== AUSGEWÄHLTER AUSZUG ==
Laut heult der Wind um die Burgzinnen. Es ist kalt hier oben auf dem Wehrgang der Festung von Carcassonne. Ein raues Klima herrscht auf dem Hügel, auf dem sich die Häuser der Altstadt in einer mächtigen, uneinnehmbaren Burg zusammengedrängt haben. Schon auf dem Weg hierher hat sich der Himmel plötzlich hinter einer Decke dicker, schwarzer Wolken versteckt. Ich kuschele mich in meine dünne Jacke und hoffe, dass es nicht regnen wird. Doch schon nach zehn Minuten hat sich die Sonne durch die Wolken gekämpft und scheint nun wieder auf die alten Mauern, und auf mich, hinab.
===
> [GESTELLTE AUFGABE A]: Nenne alle attributiven Adjektive, also alle, die direkt vor einem Substantiv stehen, im Ausschnitt über Carcassonne.
== BEREITGESTELLTE DATEN ==
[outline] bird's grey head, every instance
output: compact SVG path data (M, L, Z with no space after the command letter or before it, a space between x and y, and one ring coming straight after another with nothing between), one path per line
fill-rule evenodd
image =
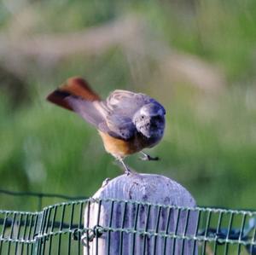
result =
M133 116L137 130L148 138L160 141L164 135L166 110L157 101L142 107Z

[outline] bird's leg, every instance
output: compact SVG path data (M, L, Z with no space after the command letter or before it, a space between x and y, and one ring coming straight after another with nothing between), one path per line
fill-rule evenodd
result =
M123 159L122 159L121 157L119 157L119 158L117 158L117 160L119 160L119 161L123 165L123 166L124 166L124 168L125 168L125 173L127 176L129 176L129 175L131 173L131 170L127 167L127 165L125 164Z
M146 160L148 160L148 161L152 161L152 160L156 161L156 160L159 160L159 157L151 157L150 155L145 154L145 153L143 152L143 151L141 151L140 153L143 154L143 157L140 157L140 159L141 159L142 160L145 160L145 161L146 161Z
===
> [GESTELLTE AUFGABE B]: Zähle die Zeilen der Datensätze, in denen die Zeichenfolge „bird“ vorkommt, wobei Groß- und Kleinschreibung beachtet wird. Gib nur die Anzahl an.

> [VOLLSTÄNDIGE AUSGABE A]: raues, mächtigen, uneinnehmbaren, dicker, schwarzer, dünne, alten

> [VOLLSTÄNDIGE AUSGABE B]: 2